*WHAT IS REQUIRED*
Count the lines in the data below that contain the string "house", treating uppercase and lowercase letters as different. Give only that number.

┄┄┄┄┄┄┄┄┄┄

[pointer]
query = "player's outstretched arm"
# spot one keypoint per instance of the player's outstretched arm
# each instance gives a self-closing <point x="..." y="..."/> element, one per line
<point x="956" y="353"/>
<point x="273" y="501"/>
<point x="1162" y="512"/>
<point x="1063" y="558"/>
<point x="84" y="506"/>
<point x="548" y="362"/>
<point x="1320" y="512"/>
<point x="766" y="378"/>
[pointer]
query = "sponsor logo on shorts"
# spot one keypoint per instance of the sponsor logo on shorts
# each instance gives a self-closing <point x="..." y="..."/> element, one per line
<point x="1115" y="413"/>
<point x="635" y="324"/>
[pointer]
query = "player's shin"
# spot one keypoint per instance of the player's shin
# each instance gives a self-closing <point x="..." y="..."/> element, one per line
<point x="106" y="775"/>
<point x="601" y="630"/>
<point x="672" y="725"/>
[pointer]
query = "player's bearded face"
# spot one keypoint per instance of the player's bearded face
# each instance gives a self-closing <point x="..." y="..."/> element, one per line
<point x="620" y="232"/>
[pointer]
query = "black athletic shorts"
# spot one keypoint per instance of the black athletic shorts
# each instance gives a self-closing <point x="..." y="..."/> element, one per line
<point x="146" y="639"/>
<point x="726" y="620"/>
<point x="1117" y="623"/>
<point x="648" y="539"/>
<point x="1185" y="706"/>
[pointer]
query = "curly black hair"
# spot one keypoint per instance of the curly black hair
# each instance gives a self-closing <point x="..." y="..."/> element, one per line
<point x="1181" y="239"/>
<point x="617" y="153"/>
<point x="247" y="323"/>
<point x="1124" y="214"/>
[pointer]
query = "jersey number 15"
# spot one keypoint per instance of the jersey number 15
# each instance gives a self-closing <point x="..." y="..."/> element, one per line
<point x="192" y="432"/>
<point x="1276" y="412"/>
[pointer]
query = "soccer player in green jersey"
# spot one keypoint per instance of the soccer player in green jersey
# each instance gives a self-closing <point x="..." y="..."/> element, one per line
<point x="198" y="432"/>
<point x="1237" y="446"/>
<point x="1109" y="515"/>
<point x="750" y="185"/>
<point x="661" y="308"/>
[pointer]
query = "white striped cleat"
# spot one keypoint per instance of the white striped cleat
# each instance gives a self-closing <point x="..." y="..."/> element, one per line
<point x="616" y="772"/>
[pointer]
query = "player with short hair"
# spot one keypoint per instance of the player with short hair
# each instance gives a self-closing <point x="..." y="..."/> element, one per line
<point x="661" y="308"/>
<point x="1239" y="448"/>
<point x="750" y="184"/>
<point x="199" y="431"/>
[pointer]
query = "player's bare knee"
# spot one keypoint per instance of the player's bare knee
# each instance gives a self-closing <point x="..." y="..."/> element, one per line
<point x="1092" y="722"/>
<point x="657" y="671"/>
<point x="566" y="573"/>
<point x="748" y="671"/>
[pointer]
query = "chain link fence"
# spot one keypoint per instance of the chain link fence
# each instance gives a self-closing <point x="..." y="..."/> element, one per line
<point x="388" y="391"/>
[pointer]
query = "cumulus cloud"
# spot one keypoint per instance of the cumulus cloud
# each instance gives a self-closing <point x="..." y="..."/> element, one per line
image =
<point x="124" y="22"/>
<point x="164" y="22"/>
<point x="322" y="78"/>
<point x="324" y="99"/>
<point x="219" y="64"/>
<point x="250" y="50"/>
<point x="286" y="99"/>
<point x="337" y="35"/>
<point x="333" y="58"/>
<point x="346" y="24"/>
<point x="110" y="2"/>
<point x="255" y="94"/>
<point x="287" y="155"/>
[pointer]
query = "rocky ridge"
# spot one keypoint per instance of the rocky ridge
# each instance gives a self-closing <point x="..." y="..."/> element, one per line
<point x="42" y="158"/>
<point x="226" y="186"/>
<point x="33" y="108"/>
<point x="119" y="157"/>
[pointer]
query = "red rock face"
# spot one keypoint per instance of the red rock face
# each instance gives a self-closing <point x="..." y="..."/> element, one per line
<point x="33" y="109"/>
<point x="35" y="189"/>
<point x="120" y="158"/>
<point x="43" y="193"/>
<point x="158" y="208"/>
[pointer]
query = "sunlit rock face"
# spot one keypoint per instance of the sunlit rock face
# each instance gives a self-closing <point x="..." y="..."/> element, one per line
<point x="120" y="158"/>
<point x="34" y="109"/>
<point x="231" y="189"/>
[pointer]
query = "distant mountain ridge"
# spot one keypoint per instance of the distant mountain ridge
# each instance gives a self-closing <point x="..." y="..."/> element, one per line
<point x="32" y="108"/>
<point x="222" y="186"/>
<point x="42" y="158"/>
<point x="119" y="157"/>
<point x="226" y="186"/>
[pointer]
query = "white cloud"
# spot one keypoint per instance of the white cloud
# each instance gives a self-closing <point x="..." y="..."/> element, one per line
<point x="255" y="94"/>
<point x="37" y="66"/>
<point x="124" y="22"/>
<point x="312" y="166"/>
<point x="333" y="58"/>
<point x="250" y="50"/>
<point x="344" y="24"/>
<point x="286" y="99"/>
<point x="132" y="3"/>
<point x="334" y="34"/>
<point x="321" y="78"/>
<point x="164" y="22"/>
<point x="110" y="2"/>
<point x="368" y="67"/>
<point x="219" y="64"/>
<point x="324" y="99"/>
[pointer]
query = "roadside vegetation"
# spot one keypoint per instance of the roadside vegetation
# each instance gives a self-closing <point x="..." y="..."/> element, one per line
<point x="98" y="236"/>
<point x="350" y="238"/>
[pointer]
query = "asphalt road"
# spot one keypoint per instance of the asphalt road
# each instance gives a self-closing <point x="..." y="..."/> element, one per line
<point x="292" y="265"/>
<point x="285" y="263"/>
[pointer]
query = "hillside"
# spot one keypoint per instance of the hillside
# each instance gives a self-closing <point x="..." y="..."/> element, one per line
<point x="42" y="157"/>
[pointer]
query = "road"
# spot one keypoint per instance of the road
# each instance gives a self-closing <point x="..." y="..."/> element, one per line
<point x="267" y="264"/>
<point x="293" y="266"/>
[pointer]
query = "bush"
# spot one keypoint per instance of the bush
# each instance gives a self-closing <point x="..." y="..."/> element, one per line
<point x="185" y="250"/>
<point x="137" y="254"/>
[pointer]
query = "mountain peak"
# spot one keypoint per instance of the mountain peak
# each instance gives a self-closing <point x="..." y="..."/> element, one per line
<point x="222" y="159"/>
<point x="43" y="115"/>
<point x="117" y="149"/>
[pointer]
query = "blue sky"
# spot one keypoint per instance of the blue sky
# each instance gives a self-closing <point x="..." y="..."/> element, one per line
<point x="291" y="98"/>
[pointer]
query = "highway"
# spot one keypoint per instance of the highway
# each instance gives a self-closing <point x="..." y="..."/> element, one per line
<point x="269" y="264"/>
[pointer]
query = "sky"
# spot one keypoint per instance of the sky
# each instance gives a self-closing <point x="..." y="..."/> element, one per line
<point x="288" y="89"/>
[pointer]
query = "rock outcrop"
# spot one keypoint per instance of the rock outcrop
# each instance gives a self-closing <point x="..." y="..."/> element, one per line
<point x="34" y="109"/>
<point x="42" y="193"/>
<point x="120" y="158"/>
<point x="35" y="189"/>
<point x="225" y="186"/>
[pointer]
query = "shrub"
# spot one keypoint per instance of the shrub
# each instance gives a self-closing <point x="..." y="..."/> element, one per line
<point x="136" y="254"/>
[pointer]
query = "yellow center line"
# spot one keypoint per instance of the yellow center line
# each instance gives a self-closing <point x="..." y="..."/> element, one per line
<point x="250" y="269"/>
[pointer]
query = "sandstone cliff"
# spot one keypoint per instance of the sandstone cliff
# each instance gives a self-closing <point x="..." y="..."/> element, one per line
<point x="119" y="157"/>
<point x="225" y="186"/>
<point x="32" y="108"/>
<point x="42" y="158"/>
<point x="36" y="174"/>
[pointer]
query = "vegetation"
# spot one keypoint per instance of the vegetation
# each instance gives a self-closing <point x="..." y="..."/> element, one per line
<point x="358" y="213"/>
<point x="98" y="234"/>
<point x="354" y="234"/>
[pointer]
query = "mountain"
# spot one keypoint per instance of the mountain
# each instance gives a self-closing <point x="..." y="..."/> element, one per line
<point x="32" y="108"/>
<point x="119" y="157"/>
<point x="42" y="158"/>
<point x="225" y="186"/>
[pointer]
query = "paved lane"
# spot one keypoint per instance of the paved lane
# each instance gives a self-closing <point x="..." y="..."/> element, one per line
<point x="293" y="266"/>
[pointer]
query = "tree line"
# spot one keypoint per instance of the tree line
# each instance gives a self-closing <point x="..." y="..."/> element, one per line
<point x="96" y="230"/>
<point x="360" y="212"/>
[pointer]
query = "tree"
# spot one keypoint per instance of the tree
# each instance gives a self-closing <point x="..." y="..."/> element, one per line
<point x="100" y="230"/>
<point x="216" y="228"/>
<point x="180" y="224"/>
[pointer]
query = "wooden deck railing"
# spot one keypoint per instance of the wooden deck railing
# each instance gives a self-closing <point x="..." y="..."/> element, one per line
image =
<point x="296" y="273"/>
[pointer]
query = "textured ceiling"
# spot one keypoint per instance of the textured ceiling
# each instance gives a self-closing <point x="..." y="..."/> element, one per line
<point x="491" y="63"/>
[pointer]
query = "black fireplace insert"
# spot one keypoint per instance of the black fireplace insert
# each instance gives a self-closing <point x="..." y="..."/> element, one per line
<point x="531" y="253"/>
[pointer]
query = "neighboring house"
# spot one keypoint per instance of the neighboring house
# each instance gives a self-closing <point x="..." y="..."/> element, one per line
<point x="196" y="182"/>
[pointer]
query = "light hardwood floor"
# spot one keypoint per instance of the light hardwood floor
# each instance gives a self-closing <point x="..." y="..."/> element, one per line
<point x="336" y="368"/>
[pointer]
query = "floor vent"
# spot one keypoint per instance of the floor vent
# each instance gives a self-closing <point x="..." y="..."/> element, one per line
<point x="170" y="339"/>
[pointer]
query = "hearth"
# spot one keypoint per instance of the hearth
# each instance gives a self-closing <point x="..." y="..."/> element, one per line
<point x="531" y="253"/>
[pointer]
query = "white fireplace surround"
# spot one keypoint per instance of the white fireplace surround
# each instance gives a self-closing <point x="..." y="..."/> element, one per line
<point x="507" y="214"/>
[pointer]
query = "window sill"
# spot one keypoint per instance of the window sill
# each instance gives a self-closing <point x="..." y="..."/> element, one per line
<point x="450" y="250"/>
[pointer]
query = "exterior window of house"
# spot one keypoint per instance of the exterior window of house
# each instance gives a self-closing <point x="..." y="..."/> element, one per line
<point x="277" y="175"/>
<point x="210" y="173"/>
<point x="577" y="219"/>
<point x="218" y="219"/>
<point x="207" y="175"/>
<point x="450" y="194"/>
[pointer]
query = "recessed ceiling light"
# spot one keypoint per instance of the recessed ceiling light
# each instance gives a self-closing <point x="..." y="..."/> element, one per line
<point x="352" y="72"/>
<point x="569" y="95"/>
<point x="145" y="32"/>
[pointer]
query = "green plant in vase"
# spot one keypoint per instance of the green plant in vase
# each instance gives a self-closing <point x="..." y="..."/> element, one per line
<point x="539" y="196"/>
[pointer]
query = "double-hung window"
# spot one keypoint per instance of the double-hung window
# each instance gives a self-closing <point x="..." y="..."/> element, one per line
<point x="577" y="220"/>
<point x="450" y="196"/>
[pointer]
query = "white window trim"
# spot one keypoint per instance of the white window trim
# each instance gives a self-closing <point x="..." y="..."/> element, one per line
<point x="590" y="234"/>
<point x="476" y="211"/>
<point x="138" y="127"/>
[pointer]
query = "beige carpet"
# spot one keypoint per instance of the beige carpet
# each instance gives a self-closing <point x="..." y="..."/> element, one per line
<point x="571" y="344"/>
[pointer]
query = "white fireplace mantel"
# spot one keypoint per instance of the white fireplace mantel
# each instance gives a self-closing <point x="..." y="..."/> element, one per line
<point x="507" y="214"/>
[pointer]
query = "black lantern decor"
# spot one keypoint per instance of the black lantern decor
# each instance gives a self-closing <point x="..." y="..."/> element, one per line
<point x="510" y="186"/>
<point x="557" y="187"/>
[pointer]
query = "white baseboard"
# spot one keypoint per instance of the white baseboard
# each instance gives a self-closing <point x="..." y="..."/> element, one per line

┄┄┄┄┄┄┄┄┄┄

*IN RESPONSE*
4